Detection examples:
________________________

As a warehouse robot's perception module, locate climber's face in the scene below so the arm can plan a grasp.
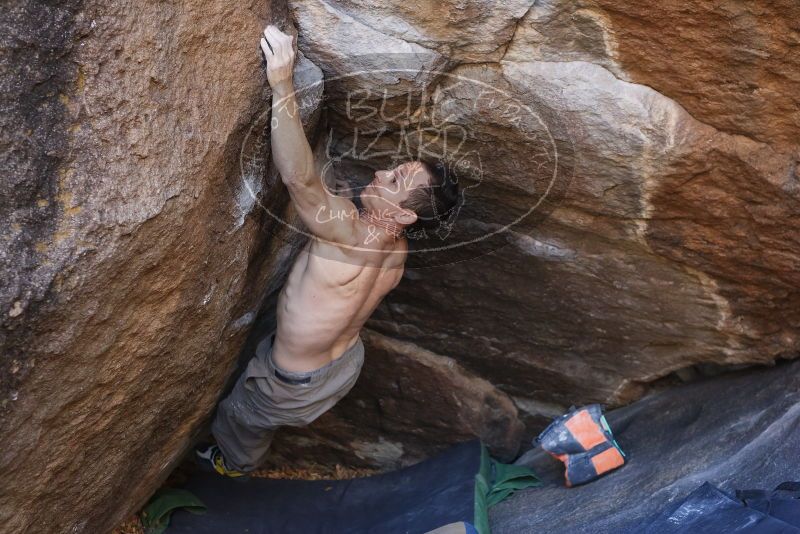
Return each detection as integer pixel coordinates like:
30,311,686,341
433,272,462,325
361,161,430,224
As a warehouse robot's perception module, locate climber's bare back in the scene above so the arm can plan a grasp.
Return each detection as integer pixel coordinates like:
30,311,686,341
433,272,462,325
273,232,407,372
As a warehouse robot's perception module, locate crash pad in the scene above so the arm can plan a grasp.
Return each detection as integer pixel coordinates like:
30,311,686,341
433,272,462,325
490,362,800,534
167,440,538,534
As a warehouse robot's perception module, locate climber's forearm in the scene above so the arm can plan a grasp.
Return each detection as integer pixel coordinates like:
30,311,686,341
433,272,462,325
270,84,322,191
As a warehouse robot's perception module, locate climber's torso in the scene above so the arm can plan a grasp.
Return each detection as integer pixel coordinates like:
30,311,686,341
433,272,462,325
273,234,408,372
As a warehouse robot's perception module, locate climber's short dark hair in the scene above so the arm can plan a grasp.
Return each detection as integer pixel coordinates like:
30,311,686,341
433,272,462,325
400,160,458,234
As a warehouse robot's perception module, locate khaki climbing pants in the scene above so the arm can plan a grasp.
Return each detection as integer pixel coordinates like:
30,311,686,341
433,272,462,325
211,334,364,472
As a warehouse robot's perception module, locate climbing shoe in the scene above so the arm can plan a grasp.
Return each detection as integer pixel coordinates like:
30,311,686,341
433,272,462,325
194,445,248,478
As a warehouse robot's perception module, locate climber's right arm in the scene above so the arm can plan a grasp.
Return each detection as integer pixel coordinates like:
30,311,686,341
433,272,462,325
261,26,358,245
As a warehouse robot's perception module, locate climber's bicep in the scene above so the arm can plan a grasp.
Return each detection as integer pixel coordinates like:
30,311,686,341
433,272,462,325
287,182,358,245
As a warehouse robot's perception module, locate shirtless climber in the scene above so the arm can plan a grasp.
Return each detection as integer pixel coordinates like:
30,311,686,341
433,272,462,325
197,26,457,477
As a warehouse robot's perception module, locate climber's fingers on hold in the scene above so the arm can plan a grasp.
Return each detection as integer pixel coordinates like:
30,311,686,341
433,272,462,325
261,37,273,58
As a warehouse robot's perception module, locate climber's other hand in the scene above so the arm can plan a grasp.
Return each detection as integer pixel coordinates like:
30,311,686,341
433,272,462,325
261,24,294,91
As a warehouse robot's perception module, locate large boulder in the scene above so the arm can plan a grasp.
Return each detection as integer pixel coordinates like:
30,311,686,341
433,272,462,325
260,0,800,466
0,0,322,533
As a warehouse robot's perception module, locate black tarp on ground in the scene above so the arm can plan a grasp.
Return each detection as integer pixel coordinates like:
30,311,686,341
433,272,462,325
167,440,481,534
490,362,800,534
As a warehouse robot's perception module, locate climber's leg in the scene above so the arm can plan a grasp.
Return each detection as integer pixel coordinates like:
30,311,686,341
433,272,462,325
211,335,364,472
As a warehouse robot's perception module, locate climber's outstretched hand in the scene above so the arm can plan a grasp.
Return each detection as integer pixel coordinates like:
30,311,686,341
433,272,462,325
261,24,294,92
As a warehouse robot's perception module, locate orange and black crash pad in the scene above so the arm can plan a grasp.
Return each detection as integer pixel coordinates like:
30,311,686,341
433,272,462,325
166,440,539,534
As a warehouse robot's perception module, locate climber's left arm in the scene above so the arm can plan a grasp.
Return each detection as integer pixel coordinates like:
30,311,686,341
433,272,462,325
261,26,358,245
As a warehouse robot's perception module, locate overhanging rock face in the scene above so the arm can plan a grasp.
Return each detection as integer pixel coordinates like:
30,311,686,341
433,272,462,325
266,0,800,465
0,0,800,533
0,1,322,533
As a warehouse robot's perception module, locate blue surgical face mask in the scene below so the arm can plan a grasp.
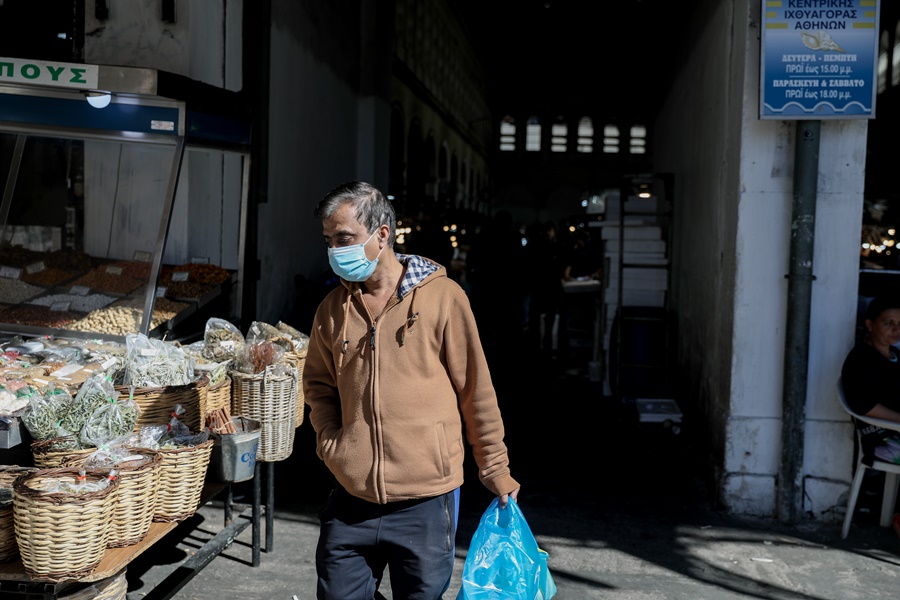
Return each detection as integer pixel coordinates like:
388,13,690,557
328,230,384,281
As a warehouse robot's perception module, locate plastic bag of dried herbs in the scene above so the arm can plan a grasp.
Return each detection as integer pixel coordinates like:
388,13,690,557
234,340,284,375
117,424,169,450
159,404,209,448
203,317,244,362
79,398,141,448
275,321,309,352
83,437,145,469
60,373,119,435
124,333,196,387
20,386,72,441
246,321,294,352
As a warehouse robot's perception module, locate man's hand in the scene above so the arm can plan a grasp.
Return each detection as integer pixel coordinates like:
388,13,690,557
500,488,522,508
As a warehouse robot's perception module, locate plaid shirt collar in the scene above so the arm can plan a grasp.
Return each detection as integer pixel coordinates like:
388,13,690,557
397,254,441,298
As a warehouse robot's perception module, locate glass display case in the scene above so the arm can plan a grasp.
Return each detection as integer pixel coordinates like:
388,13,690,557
0,58,250,340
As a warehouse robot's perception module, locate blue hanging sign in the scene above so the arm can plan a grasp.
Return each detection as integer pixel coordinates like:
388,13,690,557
759,0,879,120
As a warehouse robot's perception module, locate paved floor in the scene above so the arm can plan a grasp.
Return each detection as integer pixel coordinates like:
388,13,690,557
121,336,900,600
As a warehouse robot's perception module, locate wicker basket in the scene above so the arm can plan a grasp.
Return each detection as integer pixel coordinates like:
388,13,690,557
31,435,97,469
229,366,299,462
57,569,128,600
106,448,162,548
13,469,119,581
284,348,307,427
153,439,213,523
0,465,37,562
203,377,231,423
116,377,209,433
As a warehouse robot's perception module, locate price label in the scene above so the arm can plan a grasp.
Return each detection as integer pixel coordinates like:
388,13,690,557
0,267,22,279
50,364,81,377
25,261,47,275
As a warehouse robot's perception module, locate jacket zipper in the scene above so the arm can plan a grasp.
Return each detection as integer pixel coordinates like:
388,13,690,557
444,492,453,552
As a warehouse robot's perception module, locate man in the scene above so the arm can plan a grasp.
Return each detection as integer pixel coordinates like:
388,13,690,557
841,295,900,464
303,181,519,600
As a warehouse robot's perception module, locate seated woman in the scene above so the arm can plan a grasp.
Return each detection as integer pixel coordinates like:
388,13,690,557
841,295,900,465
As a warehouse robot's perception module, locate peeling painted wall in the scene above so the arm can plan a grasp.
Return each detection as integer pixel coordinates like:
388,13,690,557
655,0,867,518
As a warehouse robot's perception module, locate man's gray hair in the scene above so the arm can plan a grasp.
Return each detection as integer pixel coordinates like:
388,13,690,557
313,181,397,248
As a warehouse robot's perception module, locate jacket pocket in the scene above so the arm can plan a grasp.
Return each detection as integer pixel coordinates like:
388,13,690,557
435,421,450,477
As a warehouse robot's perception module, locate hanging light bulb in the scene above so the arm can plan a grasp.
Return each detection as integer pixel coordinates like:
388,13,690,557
84,91,112,108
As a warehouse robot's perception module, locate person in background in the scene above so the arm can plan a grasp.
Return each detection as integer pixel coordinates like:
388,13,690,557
303,181,519,600
841,295,900,464
525,221,571,355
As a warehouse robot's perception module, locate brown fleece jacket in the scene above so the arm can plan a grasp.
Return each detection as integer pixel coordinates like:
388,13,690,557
303,256,519,504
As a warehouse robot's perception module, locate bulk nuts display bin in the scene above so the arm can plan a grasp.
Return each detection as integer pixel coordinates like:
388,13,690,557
0,57,250,341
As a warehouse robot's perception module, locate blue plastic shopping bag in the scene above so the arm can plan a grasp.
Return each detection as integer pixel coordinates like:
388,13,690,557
456,498,556,600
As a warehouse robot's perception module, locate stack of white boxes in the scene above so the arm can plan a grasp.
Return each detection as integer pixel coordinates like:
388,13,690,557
598,192,669,398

________________________

_DIRECTIONS_: Add 54 to every coordinate in the answer boxes from the line with "As a warehouse robot's perception module, locate overhanging" to the line with "0,1,322,533", and write out all of those lines again, including the requests. Leave the format sample coordinates unchanged.

_RIGHT ANSWER_:
As a warehouse robot's perception module, locate overhanging rock face in the scene above so the arm can plan a grasp.
Return each detection as integer pixel coordinates like:
30,311,686,341
433,272,462,325
320,54,854,519
54,54,854,587
54,55,376,587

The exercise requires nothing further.